* [Aim of the exercise]: Reproduce every line of the material below without changing anything.

===== The data =====

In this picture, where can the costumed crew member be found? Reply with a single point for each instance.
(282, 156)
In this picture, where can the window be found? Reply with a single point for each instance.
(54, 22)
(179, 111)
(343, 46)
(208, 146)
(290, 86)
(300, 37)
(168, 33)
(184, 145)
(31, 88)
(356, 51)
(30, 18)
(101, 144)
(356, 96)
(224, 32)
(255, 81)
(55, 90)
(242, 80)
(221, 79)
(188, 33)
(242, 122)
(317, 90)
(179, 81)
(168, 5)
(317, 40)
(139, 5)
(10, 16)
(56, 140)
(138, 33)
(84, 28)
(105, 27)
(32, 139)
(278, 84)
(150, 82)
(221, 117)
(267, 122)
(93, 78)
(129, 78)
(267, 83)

=====

* [Solved problem]:
In this picture, where can the costumed crew member be found? Reply with a single point for each instance.
(282, 156)
In this picture, where can the window be found? Reply with a single point for each instance.
(54, 22)
(179, 111)
(343, 46)
(208, 146)
(290, 86)
(300, 37)
(168, 33)
(184, 145)
(31, 88)
(356, 51)
(30, 18)
(101, 144)
(356, 96)
(224, 32)
(255, 81)
(55, 90)
(242, 80)
(221, 79)
(188, 33)
(242, 122)
(317, 90)
(179, 81)
(168, 5)
(317, 40)
(139, 5)
(10, 16)
(56, 140)
(138, 33)
(84, 28)
(105, 27)
(32, 139)
(278, 84)
(150, 82)
(221, 117)
(267, 122)
(93, 78)
(129, 78)
(267, 83)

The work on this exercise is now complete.